*EXERCISE:* Quote exactly and only this range of lines in the data below: the line that holds "Question. The photograph above contains instances of the pink" to the line that holds "the gray wall.", both included.

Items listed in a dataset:
--

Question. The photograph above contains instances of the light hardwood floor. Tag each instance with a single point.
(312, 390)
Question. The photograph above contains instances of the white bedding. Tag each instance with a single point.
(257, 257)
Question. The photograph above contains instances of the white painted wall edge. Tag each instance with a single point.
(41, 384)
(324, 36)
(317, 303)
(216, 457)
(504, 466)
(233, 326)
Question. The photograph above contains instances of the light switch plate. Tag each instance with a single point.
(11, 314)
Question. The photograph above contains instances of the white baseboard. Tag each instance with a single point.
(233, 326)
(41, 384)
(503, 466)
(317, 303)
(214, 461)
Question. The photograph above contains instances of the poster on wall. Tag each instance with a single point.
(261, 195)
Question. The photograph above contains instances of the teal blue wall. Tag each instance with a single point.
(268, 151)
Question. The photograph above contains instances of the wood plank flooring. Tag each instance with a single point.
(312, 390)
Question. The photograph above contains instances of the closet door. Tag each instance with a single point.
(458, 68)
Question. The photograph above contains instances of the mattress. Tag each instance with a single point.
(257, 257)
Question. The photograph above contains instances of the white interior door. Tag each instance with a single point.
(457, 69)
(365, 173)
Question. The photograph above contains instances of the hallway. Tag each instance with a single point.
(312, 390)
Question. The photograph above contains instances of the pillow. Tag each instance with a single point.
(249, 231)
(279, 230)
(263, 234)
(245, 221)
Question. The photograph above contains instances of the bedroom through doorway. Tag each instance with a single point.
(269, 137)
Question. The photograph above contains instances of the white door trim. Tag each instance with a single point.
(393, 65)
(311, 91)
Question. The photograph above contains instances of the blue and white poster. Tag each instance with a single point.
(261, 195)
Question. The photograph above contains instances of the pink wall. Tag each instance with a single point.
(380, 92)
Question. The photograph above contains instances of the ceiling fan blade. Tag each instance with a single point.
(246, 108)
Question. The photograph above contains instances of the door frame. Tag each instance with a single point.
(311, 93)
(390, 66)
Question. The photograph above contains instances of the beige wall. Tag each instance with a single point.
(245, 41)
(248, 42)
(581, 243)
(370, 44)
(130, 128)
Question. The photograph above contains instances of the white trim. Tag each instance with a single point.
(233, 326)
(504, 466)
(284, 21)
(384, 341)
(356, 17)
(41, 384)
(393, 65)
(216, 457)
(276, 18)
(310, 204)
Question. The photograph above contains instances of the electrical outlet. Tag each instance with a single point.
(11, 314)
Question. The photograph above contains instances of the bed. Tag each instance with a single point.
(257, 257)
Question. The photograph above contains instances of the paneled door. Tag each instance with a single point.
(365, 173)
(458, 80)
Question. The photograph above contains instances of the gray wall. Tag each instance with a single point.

--

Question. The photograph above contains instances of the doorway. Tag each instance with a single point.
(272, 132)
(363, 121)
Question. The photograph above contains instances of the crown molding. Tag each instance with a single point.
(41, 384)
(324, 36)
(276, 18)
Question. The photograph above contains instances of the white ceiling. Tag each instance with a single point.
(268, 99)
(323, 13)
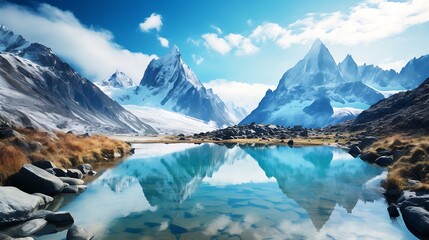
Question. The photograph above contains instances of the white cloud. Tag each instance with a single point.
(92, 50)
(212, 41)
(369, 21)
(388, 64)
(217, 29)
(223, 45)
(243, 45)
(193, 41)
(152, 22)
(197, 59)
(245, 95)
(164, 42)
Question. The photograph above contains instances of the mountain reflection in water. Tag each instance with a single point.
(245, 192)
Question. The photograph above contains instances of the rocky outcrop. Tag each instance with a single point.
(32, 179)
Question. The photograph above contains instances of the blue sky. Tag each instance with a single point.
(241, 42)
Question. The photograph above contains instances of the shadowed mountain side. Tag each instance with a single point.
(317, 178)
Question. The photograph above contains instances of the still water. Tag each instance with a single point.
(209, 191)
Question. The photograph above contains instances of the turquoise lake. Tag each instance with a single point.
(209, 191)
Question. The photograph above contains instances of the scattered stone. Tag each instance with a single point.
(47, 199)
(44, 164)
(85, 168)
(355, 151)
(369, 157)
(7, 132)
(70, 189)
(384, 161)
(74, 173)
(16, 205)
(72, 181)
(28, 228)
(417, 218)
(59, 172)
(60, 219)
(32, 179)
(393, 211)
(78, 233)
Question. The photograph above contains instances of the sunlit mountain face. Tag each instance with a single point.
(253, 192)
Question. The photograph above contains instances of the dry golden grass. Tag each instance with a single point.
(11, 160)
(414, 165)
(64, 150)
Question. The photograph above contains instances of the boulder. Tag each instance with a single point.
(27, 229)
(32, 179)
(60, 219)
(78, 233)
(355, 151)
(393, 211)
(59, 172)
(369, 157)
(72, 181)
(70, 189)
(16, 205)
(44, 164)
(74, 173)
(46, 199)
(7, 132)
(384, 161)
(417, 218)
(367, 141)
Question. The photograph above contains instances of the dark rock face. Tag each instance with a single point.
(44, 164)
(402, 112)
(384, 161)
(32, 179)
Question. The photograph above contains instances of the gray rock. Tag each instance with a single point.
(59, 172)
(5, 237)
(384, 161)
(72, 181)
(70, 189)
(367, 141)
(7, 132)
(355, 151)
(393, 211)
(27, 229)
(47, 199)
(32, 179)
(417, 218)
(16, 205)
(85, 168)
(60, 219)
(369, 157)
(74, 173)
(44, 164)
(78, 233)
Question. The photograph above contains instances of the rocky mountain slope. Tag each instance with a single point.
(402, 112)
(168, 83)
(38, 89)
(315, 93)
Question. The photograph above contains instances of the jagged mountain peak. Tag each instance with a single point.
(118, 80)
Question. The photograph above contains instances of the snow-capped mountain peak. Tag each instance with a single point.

--

*TASK OUTPUT:*
Question. The photograph above contains instances of the pink wall. Tag each instance with a single point.
(380, 92)
Question. The photograph above contains instances of the ceiling fan blade. Tag each instance with a single point.
(246, 108)
Question. The photograph above contains instances of the door frame. Tag each instance with a single point.
(311, 93)
(390, 66)
Question. The photograph above contains instances of the beige wall. Tag each instance with a single point.
(245, 41)
(248, 42)
(581, 243)
(370, 44)
(130, 128)
Question. The photograph above contains instances of the white trim. Tag each instance with a single point.
(233, 326)
(504, 466)
(284, 21)
(384, 341)
(356, 17)
(41, 384)
(393, 65)
(216, 457)
(276, 18)
(310, 204)
Question. The photograph above contains instances of the electrical outlet. Tag each instance with a single point.
(11, 314)
Question. The photograph above contains instances of the bed. Tag each instance with a single point.
(257, 257)
Question. The photograph above contains instances of the paneled door. Tag each instance with a single point.
(365, 173)
(458, 80)
Question. The photograph above contains instances of the gray wall. Tag each instance with a single point.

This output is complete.